Negotiating gravity and lightness

Updated: May 27

I spend quite some time without thinking much at anything. Often when I walk, or sit, or just attend to ordinary activities, I like being quiet and silent inside. But I like thinking, namely, I like trying to articulate and spelling out what often seems intuitively clear and interesting, but at first also a bit mysterious. The point is not to take the mystery away, but just to fully understand what the mystery is about.

 

Over the past four months or so, I transitioned from a very still and relatively solitary meditative practice, to a very dynamic and relational one—contact improvisation (CI). I clearly see a strong continuity between the two, but it might be helpful to spell it out. Of course, my experience with CI is still in its beginnings and I’ve so much more to learn. Yet, let me put here a few ideas down as a milestone to capture my understanding at this point.

Required task.
Reproduce the passage above on gravity and lightness in full, word for word.

Dataset content.
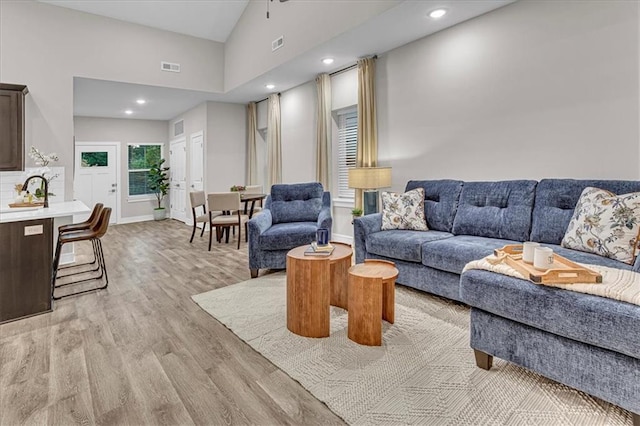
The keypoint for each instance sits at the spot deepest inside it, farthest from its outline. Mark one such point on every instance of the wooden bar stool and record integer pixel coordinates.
(371, 296)
(94, 235)
(91, 222)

Output.
Negotiating gravity and lightness

Updated: May 27

I spend quite some time without thinking much at anything. Often when I walk, or sit, or just attend to ordinary activities, I like being quiet and silent inside. But I like thinking, namely, I like trying to articulate and spelling out what often seems intuitively clear and interesting, but at first also a bit mysterious. The point is not to take the mystery away, but just to fully understand what the mystery is about.

 

Over the past four months or so, I transitioned from a very still and relatively solitary meditative practice, to a very dynamic and relational one—contact improvisation (CI). I clearly see a strong continuity between the two, but it might be helpful to spell it out. Of course, my experience with CI is still in its beginnings and I’ve so much more to learn. Yet, let me put here a few ideas down as a milestone to capture my understanding at this point.